## Excerpted text

-- start --

1968, and the 1st US Open (pages 105-111)

    Bournemouth, in 1968, was the site of the first Open [tournament open to both amateurs and professionals, paying prize money to the pros] with first-prize money of eight hundred pounds for the men and three hundred for the women.
    I won, but--both because my status was uncertain and because the prize money was so much lower than the men's--with my ice-blue eyes blazing, I arrogantly, gloweringly, scowlingly refused the money!

    [After Bournemouth, Virginia led the British Wightman Cup team to their first win over the US in many years.]

    Wimbledon arrived. It rained for three and a half days. I had some crazy idea that the confusion of rushed practice on the wood at Queens would be more detrimental than not practicing at all.
    At 7:30 on a Thursday night, I was put on court No Two against Christina Sandberg, a relatively unknown Swedish girl whom I'd beaten comfortably before. After so many days off I was glad to play. That didn't last long. I felt as though I hadn't been on a court for weeks. With all that rain, it was more like a duck pond. As I skidded around in an ever-increasing spiral of bewilderment, Christina had merely to keep the ball in court to beat me.
    ...I did win the Plate, the consolation event for first-round losers...

    ...I thought of quitting, reassessing the whole thing and starting over again if I felt like it. There was even doubt in my mind whether I should play the next big tournament, Forest Hills.
    It was the first US Open Championships, with a large purse, but you had to win a few rounds to cover the airfare.
    I wasn't used to fending for myself. Till then all my fares had been already covered. I was rather pessimistic about the whole event.

    Forest Hills was always a struggle. The dressing rooms were over-crowded and uncomfortable. The courts were dreadful. All the European players referred to them as cow pastures...
    I decided to play, with the emphasis not on winning, but on suffering emotionally as little as possible on court...
    The usual obstacles disappeared. My serve troubled me briefly, but there was Doris Hart waiting to give me advice. It took ten minutes of her expertise to set me straight.
    My draw was tough, but none of my opponents was a personal bête noire...
    In the round of sixteens, I had to play Rosie Casals. As we walked down the path to the stadium, she grumbled about the tournament, the early hour of the match, the balls, etc. For an instant I felt the old familiar feeling creeping over me.
    Then, as quickly as it came, I discarded it and thought, "I'm feeling great. I'm looking forward to this match. Use it in your favour that Rosie likes to sleep late."
    Rosie and I usually played close, exciting matches. Neither of us could resist the temptation to go for spectacular effects, nor had the slightest belief in half measures. If the audience could not be moved to wonder and applause, the game was hardly worth playing. This was a typical match. We both had successions of good points. Fortune fluctuated back and forth between us, but the composure and eagerness I felt before the match survived. I won 6-4, 7-5.
    A sigh of relief issued from me. I'd covered my airfare from London and justified my No 6 seeding.
    Next, I confronted Judy Tegart, probably the most exuberant of all the players. We played a similar type of game only hers was more beefy and bouncy and less improvised than mine. I had a few more wins in our head-to-head record. She was at her peak though, having reached the final of Wimbledon earlier that summer. I expected a fight. Before I knew it, I'd won the match, 6-2, 6-3. It was so easy, winner after winner streaming from my racquet...

-- end --

## What you need to do
1/ Could you reproduce the passage of the 1968 tennis memoir excerpt starting with "Forest Hills was" and going on through "possible on court..."?
2/ Can you write what follows the last sentence of the memoir excerpt about the 1968 season and the first US Open?

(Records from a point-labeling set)
-- start --

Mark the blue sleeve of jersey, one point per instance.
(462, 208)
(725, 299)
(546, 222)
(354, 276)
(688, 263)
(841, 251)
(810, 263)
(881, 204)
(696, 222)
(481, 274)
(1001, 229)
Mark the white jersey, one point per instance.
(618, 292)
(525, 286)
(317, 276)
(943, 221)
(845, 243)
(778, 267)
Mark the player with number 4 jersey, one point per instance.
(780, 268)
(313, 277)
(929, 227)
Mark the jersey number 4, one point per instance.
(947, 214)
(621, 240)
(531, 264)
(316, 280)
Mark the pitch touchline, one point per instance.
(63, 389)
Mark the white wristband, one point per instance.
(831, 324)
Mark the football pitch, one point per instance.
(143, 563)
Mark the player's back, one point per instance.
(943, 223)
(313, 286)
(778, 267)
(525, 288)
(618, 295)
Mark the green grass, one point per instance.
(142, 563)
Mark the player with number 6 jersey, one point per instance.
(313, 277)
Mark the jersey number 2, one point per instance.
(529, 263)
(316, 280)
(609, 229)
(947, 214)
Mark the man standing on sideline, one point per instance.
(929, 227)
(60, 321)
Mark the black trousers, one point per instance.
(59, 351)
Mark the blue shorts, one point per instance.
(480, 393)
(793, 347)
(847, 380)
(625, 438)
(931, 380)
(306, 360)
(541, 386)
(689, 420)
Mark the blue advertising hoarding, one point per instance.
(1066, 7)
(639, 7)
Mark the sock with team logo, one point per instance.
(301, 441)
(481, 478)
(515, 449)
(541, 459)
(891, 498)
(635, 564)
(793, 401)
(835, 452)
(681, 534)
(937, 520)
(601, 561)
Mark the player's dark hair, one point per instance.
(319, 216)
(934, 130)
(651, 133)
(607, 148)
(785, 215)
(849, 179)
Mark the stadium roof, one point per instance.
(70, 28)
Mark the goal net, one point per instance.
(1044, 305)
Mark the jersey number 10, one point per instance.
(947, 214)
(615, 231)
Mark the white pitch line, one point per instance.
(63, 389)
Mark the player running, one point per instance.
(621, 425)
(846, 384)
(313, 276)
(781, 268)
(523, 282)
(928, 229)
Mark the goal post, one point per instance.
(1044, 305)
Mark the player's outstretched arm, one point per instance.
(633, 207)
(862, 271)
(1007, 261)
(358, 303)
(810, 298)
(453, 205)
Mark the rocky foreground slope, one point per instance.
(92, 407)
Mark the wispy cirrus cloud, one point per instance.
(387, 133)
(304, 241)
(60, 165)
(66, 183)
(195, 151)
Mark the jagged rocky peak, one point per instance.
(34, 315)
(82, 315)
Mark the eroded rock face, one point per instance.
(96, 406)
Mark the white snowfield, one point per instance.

-- end --

## Answers
1/
Forest Hills was always a struggle. The dressing rooms were over-crowded and uncomfortable. The courts were dreadful. All the European players referred to them as cow pastures...
    I decided to play, with the emphasis not on winning, but on suffering emotionally as little as possible on court...

2/
    I had reached the semifinal of Forest Hills and it hadn't even been difficult. The others had struggled to reach their spots. Maria Bueno had beaten Margaret Court, Ann Jones and Billie Jean had had no easy route.
    There was no problem getting geared up to play Ann. We were constant rivals for the British top ranking. While I was playing so well I was going to make sure I did my best to beat her.
    We were total opposites in style and temperament. Ann was the shrewdest competitor in the women's game; a realist, industrious, accurate, conscious of her own powers and doing everything possible within her limits. It was Head versus Heart; sophisticated tennis versus natural ability.
    I had beaten her three out of the last four matches we'd played, so it wasn't surprising that I did win the semi, but the margin was, as the New York Times said, "impressive". There was general astonishment that my concentration never wavered, that I played such a mature match at such a vital time. In 43 minutes it had been neatly parcelled and packaged: 7-5, 6-1.

    ...I slept well that night in my room at the Roosevelt Hotel. I didn't think too much about tennis. In the morning I was raring to go. There were a few good luck telegrams from home and a call from Maureen Connolly. "Little Mo" had helped me more on my game than anybody else. She wished me luck and told me I could win it. That call meant a lot to me.

Virginia while
in high school


serving to Betty Stove in
the 1977 Wimbledon final


1977 Wimbledon champ
photos from the book
    The day dragged on forever. The match between Billie Jean and myself was scheduled at five o'clock after the men's singles semifinal...
    ...Finally Arthur Ashe beat Clark Graebner. It was closer to 5:30. Shadows were coming over the court, but no one in the capacity crowd moved from his seat.
    I didn't think about the match. It was my first really big final and for the first ten minutes I was trembling with nerves. Once they evaporated I was completely involved in the tennis. I loved every one of the forty-two minutes it took me to beat Billie Jean. To me, my game seemed over-simplified, almost dull, percentage first serves, decisive but unflashy volleys. I kept expecting to have to produce more, but it wasn't necessary. I won 6-4, 6-2.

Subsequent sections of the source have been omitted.